## Requirement
Only one stretch of the listing below is wanted: the line with "For every instance of the green meadow" and all lines after it. Reproduce that stretch exactly.

## Dataset extract
● ● ● ● ●

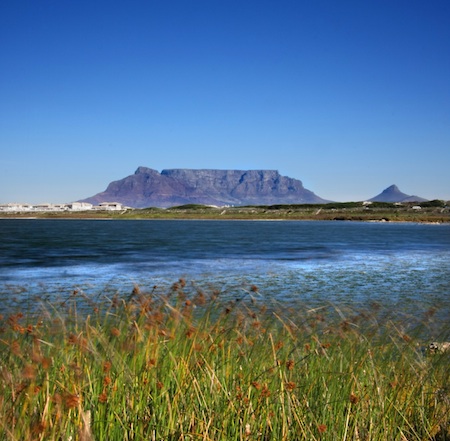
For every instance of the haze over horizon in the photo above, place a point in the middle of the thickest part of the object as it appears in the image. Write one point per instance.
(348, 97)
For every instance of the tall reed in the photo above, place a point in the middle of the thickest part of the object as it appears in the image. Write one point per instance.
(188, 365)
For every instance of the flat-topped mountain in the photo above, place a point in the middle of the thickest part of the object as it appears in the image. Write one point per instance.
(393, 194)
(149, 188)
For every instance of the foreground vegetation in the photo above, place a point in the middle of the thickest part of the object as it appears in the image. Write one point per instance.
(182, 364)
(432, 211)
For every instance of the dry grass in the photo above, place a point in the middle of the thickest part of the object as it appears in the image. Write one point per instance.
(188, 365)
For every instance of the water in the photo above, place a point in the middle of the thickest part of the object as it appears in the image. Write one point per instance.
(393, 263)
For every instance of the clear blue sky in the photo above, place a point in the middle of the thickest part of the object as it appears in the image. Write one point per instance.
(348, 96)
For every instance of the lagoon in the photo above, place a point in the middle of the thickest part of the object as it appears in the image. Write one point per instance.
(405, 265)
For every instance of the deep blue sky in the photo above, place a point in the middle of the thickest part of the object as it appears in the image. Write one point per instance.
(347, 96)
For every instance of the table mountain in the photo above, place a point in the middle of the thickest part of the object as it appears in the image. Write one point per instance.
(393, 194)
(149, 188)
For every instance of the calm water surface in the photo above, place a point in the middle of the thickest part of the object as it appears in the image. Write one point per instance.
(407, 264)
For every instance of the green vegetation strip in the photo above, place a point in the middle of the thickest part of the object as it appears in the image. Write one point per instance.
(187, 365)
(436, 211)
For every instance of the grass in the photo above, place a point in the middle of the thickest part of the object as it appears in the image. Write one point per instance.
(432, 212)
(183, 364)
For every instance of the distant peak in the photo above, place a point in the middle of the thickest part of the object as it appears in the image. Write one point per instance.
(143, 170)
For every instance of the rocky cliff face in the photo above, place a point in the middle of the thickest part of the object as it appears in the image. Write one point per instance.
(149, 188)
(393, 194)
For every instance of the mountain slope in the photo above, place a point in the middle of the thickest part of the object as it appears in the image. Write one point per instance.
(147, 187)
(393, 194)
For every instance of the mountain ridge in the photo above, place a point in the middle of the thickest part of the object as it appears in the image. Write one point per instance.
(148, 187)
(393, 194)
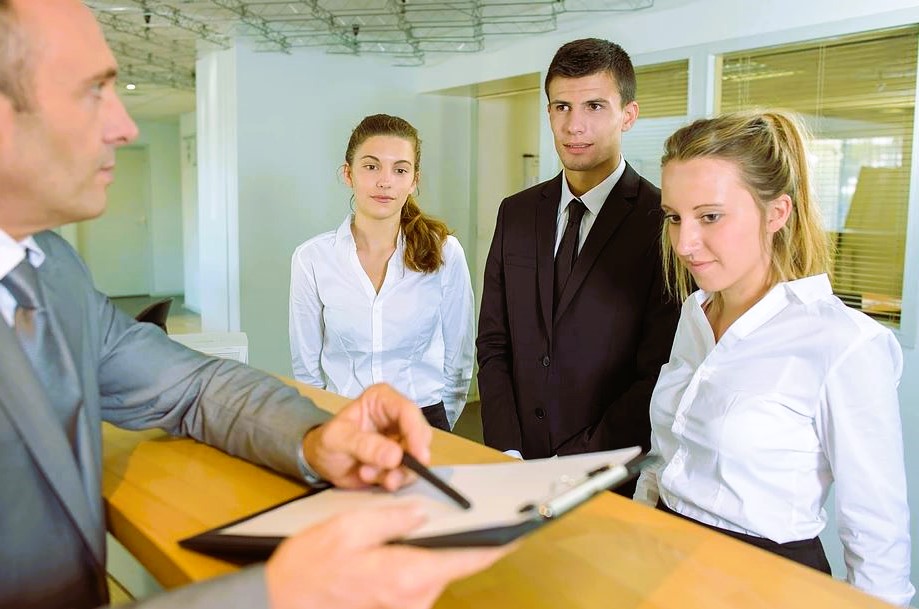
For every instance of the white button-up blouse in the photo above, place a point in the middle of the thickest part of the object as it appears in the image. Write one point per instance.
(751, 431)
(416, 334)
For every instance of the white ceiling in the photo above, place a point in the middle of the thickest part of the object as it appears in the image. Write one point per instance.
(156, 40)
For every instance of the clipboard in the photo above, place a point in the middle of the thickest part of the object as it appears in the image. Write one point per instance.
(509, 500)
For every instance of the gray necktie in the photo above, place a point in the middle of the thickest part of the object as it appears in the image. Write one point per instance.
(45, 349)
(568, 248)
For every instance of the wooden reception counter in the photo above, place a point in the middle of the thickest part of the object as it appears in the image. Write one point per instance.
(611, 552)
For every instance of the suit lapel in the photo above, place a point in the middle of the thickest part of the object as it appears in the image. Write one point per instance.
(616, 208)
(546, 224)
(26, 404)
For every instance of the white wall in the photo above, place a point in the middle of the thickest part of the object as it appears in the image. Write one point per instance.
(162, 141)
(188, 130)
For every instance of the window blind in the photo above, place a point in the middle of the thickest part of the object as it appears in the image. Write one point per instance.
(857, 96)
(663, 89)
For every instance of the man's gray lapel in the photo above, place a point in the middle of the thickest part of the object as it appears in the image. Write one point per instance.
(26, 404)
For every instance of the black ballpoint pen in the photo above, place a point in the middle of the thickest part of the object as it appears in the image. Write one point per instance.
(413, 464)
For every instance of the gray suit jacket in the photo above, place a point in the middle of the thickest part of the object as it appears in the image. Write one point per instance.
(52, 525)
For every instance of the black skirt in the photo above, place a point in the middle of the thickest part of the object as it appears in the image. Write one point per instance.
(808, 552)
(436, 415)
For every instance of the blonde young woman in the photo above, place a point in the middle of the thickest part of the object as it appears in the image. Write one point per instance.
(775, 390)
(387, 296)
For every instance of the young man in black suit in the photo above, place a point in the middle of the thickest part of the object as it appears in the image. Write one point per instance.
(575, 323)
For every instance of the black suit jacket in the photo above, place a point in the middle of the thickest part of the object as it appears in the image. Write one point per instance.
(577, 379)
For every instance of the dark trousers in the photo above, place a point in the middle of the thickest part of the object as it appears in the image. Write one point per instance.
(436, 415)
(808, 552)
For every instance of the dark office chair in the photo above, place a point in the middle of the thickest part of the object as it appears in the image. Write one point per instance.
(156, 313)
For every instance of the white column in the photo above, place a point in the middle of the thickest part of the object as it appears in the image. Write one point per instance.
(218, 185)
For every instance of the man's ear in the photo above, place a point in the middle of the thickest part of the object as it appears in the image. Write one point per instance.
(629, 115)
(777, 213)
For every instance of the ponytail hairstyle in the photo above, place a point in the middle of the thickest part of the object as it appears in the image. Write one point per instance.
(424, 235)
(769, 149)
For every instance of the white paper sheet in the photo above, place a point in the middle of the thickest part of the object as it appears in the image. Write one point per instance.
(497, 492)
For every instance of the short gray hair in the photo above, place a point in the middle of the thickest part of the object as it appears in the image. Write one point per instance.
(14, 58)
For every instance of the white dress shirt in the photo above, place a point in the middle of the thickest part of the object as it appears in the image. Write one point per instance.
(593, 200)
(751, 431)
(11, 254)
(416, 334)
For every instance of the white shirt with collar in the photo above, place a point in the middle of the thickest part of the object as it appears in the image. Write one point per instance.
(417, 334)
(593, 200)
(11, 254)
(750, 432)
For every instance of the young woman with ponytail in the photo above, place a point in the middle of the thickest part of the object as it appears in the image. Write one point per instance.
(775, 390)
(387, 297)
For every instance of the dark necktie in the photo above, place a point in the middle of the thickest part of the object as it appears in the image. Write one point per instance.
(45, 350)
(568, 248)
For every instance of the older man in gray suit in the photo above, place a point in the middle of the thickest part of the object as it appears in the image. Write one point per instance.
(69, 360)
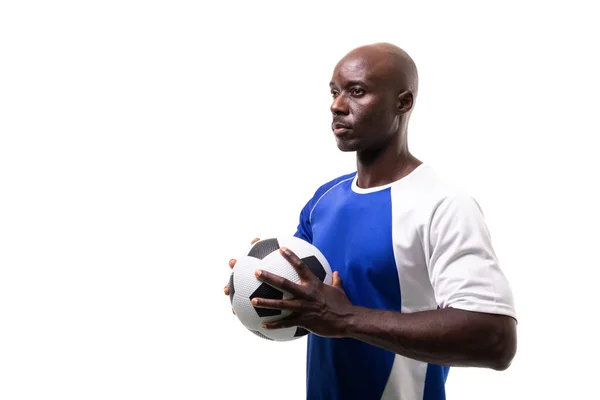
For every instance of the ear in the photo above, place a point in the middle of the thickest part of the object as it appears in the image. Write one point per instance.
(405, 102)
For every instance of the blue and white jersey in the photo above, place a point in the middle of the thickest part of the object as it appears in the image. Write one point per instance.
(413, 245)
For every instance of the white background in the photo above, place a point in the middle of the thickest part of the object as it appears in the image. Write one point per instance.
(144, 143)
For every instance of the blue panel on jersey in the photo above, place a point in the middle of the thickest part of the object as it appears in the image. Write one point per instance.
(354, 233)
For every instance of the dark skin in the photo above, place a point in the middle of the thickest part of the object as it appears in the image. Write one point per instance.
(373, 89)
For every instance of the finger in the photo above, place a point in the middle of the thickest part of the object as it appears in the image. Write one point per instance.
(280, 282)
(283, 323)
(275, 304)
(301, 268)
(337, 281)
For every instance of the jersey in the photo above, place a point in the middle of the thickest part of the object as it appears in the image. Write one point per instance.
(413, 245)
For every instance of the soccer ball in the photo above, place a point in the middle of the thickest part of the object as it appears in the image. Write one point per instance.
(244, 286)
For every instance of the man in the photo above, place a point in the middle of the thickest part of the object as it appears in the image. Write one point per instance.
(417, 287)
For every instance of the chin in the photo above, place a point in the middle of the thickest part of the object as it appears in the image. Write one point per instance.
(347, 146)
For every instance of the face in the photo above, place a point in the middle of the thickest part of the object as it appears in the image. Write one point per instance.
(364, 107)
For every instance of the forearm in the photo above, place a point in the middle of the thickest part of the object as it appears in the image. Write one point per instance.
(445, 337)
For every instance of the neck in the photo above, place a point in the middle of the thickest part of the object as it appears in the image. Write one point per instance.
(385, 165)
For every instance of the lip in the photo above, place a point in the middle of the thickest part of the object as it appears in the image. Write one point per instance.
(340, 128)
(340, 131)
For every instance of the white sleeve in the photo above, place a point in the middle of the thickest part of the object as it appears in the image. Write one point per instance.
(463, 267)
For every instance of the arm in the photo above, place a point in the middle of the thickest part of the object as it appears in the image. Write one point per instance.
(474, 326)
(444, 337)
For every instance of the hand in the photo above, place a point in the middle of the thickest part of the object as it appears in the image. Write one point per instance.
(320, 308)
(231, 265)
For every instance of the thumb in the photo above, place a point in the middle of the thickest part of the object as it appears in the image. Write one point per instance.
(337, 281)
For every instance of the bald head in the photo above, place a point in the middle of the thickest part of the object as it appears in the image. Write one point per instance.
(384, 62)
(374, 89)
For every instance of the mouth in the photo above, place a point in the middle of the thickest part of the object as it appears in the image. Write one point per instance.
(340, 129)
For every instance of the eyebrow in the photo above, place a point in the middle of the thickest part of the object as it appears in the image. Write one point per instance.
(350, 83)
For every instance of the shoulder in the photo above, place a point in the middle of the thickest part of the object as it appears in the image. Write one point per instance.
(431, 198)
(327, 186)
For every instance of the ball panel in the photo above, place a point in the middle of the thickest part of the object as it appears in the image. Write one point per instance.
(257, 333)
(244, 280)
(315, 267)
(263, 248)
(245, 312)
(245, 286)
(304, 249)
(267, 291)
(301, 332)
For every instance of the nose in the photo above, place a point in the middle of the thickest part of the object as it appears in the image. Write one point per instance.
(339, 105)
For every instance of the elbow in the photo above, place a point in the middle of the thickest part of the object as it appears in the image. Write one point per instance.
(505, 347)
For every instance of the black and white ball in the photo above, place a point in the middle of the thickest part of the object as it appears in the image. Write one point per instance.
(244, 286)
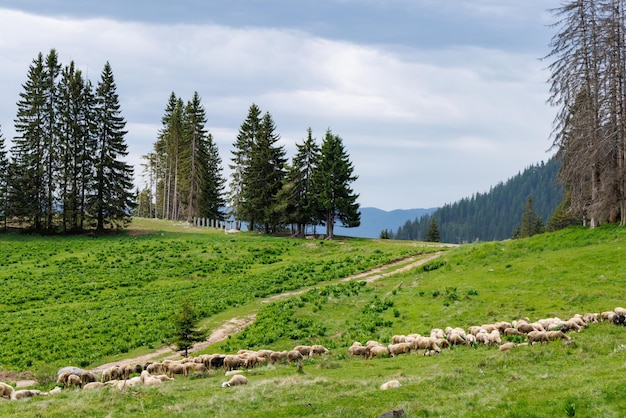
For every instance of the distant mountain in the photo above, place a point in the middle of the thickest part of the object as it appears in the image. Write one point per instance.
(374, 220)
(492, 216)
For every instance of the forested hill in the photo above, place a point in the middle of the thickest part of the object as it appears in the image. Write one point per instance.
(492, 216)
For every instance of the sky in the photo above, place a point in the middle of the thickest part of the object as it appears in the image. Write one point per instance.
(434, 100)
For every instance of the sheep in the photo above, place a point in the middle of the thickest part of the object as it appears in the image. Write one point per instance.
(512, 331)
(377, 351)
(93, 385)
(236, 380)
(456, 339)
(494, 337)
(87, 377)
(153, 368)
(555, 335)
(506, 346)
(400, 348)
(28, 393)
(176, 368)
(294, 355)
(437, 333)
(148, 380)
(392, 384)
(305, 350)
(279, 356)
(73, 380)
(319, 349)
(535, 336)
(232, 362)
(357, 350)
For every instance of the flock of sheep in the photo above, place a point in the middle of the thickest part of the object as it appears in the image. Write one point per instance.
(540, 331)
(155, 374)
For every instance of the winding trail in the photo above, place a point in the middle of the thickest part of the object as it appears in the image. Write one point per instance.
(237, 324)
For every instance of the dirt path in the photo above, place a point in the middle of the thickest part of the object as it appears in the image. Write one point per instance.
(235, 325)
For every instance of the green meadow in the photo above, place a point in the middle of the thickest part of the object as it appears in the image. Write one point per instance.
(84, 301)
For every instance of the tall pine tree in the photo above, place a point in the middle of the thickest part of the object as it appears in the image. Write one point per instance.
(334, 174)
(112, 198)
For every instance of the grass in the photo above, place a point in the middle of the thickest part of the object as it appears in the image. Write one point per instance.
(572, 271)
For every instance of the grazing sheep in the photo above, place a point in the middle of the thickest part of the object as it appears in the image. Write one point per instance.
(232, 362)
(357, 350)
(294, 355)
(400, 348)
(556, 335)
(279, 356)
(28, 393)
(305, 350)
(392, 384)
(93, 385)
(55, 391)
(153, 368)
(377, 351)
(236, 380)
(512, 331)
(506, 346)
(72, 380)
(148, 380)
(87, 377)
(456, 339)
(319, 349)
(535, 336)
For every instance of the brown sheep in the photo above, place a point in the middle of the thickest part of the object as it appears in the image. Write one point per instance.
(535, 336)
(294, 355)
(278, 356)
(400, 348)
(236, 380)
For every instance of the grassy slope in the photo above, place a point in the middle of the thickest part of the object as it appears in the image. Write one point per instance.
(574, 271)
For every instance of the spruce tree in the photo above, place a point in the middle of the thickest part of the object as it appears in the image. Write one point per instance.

● ● ● ● ●

## Response
For every instance of the green meadow in the photo above, place a point in the middle of the thickest part of the object as it appears in the image. Write one point per instance.
(84, 301)
For every instance of the tall pine tree in the photo above, place a point in the middle of the thickest part of the object as it appears in the image. Write one point per instance.
(334, 174)
(112, 198)
For every instance of the grass in the photo above, place a point in the middle of the thickest part of the object as it appears in the image. Write one point per instance.
(572, 271)
For every instance of the grazing sheep in the photo above, place a point in the middle of the thickest part of the object as it appears in the image. Write one point per instance.
(232, 362)
(357, 350)
(294, 355)
(400, 348)
(556, 335)
(279, 356)
(28, 393)
(305, 350)
(392, 384)
(93, 385)
(55, 391)
(153, 368)
(377, 351)
(236, 380)
(512, 331)
(506, 346)
(72, 380)
(148, 380)
(87, 377)
(456, 339)
(319, 349)
(535, 336)
For every instance of the brown sheep in the photo above, place a point in the middle of the thickest part of the object as it appears in the image. Write one point per instance.
(535, 336)
(294, 355)
(278, 356)
(400, 348)
(236, 380)
For every instance of the grassy slope in the photo above, place a point in the middle of the thickest part of the object as it appears in the image. Write one point per instance.
(574, 271)
For every instance of the spruce tree in the photo above, place a point in the middle of the thickest part of the object as it appears in the image. Write one point per instance.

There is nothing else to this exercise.